→ **Extracto de página**
Empecé haciendo como una especie de presentación. Juan Antonio me pidió que imaginara la película como si solo estuviera contada desde el punto de vista de las montañas. Sin los personajes. Me copé con eso. Armé todo el guion, las secuencias, busqué imágenes de cómo deberían verse la montaña, qué expresaba la montaña en ese momento y escribí pequeños textos. Empecé trabajando de una manera muy abstracta, como si solo fuese a filmar montañas. En realidad, en ese momento, solo iba a filmar montaña.

Después colaboramos un poco en el guion. Allí pude reescribir algunas escenas y hacer propuestas. Filmé en los Andes 15 días pero también participé en la coproducción. También filmé dos meses en Sierra Nevada y una semana en Uruguay. A veces también estuve viendo cuando tenían armados para editar: Juan Antonio es una persona muy generosa. También Belén Atienza y Sandra Hermida, las productoras, me permitieron involucrarme mucho en el proceso.

-De la experiencia vivida, ¿cuál fue el momento más duro?

Fue difícil mantener el nivel de intensidad y de trabajo que la película requería. Por otro lado, como director me representaba un desafío. Y ese desafío, ese vértigo, es el motor que uno desconoce que tiene.

Tuvimos un incidente en la montaña, en el Valle de las Lágrimas, con unos vientos huracanados, buscando nieve. Ese fue un año en el que justamente no nevó nunca.

En otra ocasión -el día del 48 o 49 aniversario del accidente- fuimos caminando hasta el lugar del fuselaje. Tuvimos cuatro caminatas de 40 minutos, al amanecer y al atardecer. Ese día llegamos de noche. Pido que hagamos un minuto de silencio. Que el que quiera rezar que lo haga. Que cada uno sepa cómo lidiar con esas ausencias y esas presencias. Nosotros íbamos a buscar la nieve. Pero esa tarde se largó una tormenta de la San Puta, con vientos muy huracanados. Primero volaron dos carpas individuales, de los andinistas. Después, un domo en el que había gente tomando la merienda. Hubo personas que se lastimaron por unos fierros que cayeron. Otro andinista se quebró la clavícula. Los que éramos del equipo de cine nos quedamos encerrados en una sola carpa, compartiendo una sopa y un vino. Era como una versión en miniatura de lo que podría haber sido la historia real. Había gente con mucho miedo. Yo no suelo tener miedo en esas situaciones. ¡Me da más miedo ir al supermercado! Pero nos entraba nieve por la carpa, había gente que no podía dormir y terminamos todos medio amontonados.

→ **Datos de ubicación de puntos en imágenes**
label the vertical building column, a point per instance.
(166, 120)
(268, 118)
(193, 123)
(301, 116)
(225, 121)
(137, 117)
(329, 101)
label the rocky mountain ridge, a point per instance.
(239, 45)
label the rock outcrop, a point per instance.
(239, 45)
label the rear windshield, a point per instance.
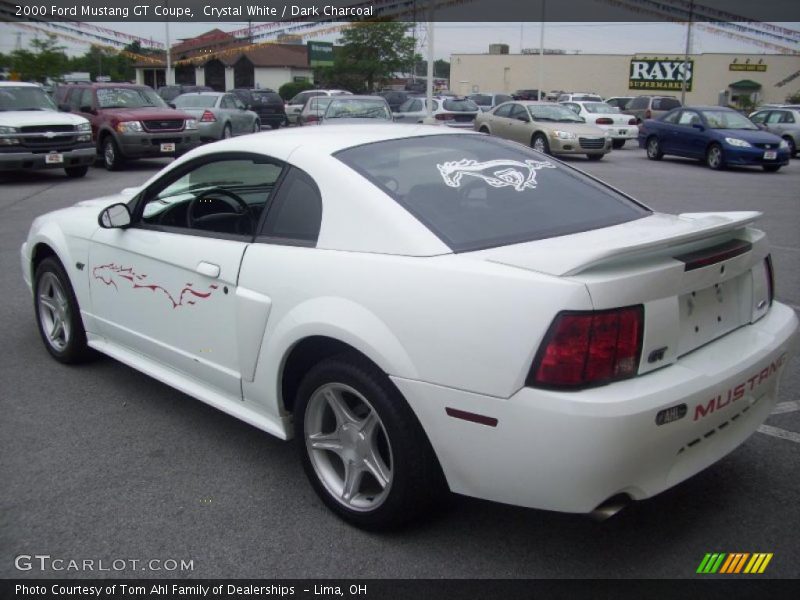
(266, 97)
(460, 104)
(195, 101)
(478, 192)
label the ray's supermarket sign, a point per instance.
(655, 74)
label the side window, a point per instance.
(689, 117)
(504, 110)
(296, 213)
(776, 116)
(226, 196)
(519, 112)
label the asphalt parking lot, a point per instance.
(101, 462)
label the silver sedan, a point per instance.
(219, 115)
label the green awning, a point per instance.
(745, 84)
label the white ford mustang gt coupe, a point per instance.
(427, 309)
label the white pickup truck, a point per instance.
(35, 135)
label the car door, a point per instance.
(167, 286)
(519, 127)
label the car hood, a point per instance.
(754, 136)
(23, 118)
(148, 113)
(576, 128)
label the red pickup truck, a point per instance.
(130, 121)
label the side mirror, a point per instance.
(116, 216)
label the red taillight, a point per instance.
(582, 349)
(770, 278)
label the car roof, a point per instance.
(281, 143)
(18, 84)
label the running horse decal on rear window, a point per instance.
(111, 273)
(497, 173)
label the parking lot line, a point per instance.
(780, 433)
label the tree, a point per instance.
(373, 52)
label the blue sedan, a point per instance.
(717, 135)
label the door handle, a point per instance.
(207, 269)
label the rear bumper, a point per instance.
(572, 451)
(79, 156)
(754, 156)
(149, 145)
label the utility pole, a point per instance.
(686, 53)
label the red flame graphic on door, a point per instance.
(109, 274)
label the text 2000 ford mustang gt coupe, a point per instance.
(423, 309)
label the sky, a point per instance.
(466, 38)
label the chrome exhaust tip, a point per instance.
(610, 507)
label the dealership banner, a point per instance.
(759, 17)
(655, 74)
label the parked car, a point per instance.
(717, 135)
(355, 316)
(219, 115)
(313, 110)
(395, 98)
(452, 111)
(295, 105)
(527, 95)
(169, 92)
(488, 100)
(579, 97)
(131, 121)
(619, 102)
(368, 110)
(547, 127)
(267, 104)
(783, 121)
(650, 107)
(619, 127)
(34, 135)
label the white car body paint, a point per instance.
(385, 285)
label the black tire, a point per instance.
(76, 172)
(540, 139)
(715, 159)
(792, 146)
(653, 148)
(69, 346)
(112, 159)
(414, 484)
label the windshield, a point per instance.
(358, 108)
(598, 108)
(187, 101)
(475, 191)
(724, 119)
(460, 104)
(25, 98)
(125, 97)
(552, 112)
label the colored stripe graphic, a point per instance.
(729, 564)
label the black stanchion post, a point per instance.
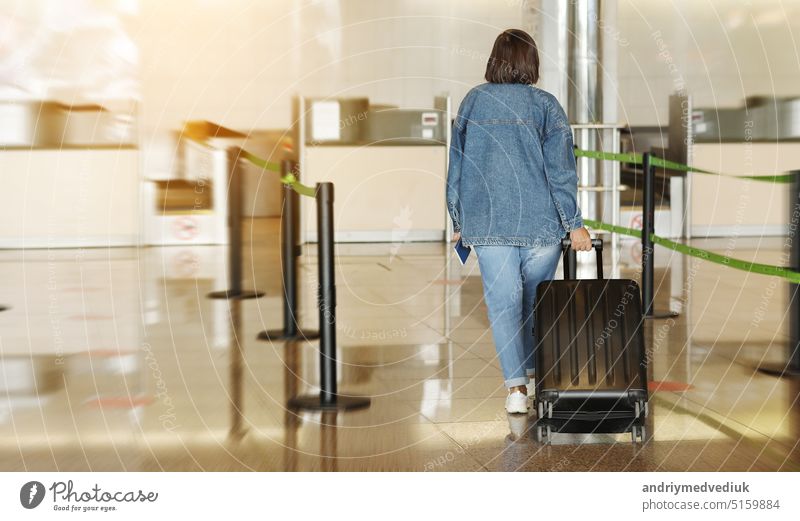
(289, 253)
(791, 368)
(648, 250)
(648, 215)
(234, 232)
(328, 398)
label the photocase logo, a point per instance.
(31, 494)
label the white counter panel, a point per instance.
(381, 193)
(721, 206)
(69, 198)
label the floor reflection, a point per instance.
(134, 369)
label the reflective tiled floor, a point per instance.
(116, 360)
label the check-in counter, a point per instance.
(388, 167)
(723, 206)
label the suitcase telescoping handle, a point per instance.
(571, 259)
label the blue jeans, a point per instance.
(510, 275)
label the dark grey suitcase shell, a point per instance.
(591, 369)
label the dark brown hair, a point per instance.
(514, 59)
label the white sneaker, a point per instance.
(516, 402)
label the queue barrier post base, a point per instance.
(235, 295)
(781, 370)
(317, 402)
(662, 315)
(280, 334)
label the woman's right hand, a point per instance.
(581, 240)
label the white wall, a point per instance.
(239, 62)
(721, 51)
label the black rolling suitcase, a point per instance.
(591, 370)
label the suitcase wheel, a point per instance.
(543, 406)
(543, 433)
(640, 409)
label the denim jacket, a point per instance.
(511, 178)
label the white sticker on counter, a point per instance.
(430, 119)
(325, 121)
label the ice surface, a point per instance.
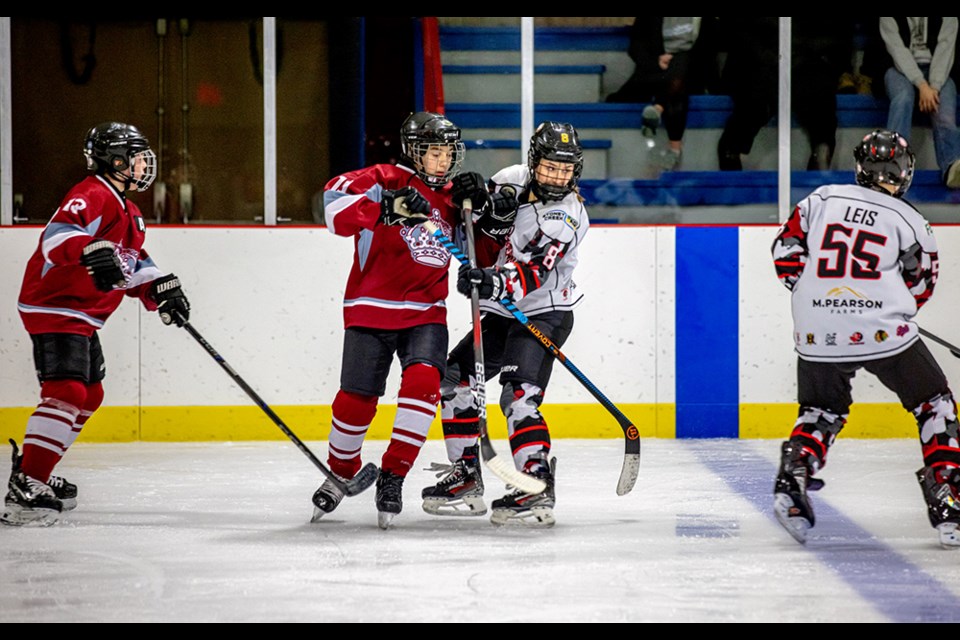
(220, 532)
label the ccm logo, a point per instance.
(170, 284)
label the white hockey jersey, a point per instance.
(543, 245)
(860, 264)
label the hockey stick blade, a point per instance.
(360, 482)
(954, 351)
(630, 470)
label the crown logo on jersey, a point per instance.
(425, 248)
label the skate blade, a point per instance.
(949, 535)
(535, 517)
(464, 507)
(796, 526)
(385, 519)
(16, 516)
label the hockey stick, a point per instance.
(943, 343)
(631, 457)
(367, 475)
(504, 470)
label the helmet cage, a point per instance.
(121, 152)
(420, 132)
(884, 157)
(558, 142)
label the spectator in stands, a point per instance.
(671, 63)
(916, 62)
(821, 51)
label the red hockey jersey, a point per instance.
(399, 277)
(58, 295)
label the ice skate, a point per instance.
(941, 491)
(459, 492)
(325, 499)
(525, 509)
(62, 488)
(389, 497)
(790, 502)
(30, 502)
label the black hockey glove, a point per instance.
(404, 206)
(102, 263)
(469, 185)
(172, 304)
(489, 282)
(497, 219)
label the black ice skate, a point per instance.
(326, 498)
(943, 504)
(790, 502)
(62, 488)
(459, 492)
(526, 509)
(389, 497)
(30, 501)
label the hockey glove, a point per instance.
(102, 263)
(404, 206)
(497, 219)
(469, 185)
(489, 282)
(172, 304)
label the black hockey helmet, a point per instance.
(560, 142)
(422, 130)
(112, 147)
(884, 157)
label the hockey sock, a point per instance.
(527, 427)
(814, 432)
(92, 403)
(461, 424)
(939, 433)
(416, 409)
(352, 415)
(50, 427)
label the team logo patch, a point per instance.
(425, 248)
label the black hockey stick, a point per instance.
(367, 475)
(504, 470)
(631, 456)
(943, 343)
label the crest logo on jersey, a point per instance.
(424, 246)
(75, 205)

→ **Actividad 1**
Según la entrevista sobre el rodaje en la montaña, ¿cuántos días se filmó en los Andes?
→ **Actividad 2**
Enumera todos los lugares geográficos que se nombran en la entrevista sobre el rodaje en la montaña.
→ **Actividad 3**
Prosigue la entrevista sobre el rodaje en la montaña a partir de su última oración.
No es necesario consultar el listado.

→ **Respuesta 1**
15 días.

→ **Respuesta 2**
Los Andes, Sierra Nevada, Uruguay y el Valle de las Lágrimas.

→ **Respuesta 3**
No digo que fue un mal momento, sino un instante de energía muy intensa. ¡En el mismo día del accidente! Creo que la montaña ahí nos decía: “Ojo al piojo que acá también estamos nosotros. No van a poderse llevarse esas imágenes tan fácilmente”. Tuvimos que evacuar un par de días hasta se calmara y decidir si volvíamos o no. Y volvimos.

-¿Le encontrás algún motivo extracinematográfico a filmar en esas condiciones?

Filmar ahí también es optar por captar la parte espiritual del cine. El cine tiene un punto entre la materia y el espíritu. Si filmás ahí estás yendo a captar fantasmas también. Sin ser demasiado esotérico, te puedo decir que había una energía muy alta.

-¿Qué sabías de esta historia de los Andes antes de La sociedad de la nieve?

¡Muchísimo! Vi las dos películas, tanto la de René Cardona (“Supervivientes de los Andes”, 1976) como la de Frank Marshall (¡Viven! 1993). Fue uno de los dos o tres primeros para libros adultos que leí a los 11, 12 años. Con mis primos veíamos una y otra vez la película, en las siestas de los domingos. De hecho, escribí un texto para Página 12 que se llama El perjurio y la nieve, que metí cosas de la película con mi vida personal. Texto que también le pasé a Juan Antonio para decirle que tengo un conocimiento y un interés grande por la historia. No había leído La sociedad de la nieve, de Pablo Vierci, pero sí otros libros y estaba muy empapado en la historia.

-¿Te contactaste con alguno de los sobrevivientes?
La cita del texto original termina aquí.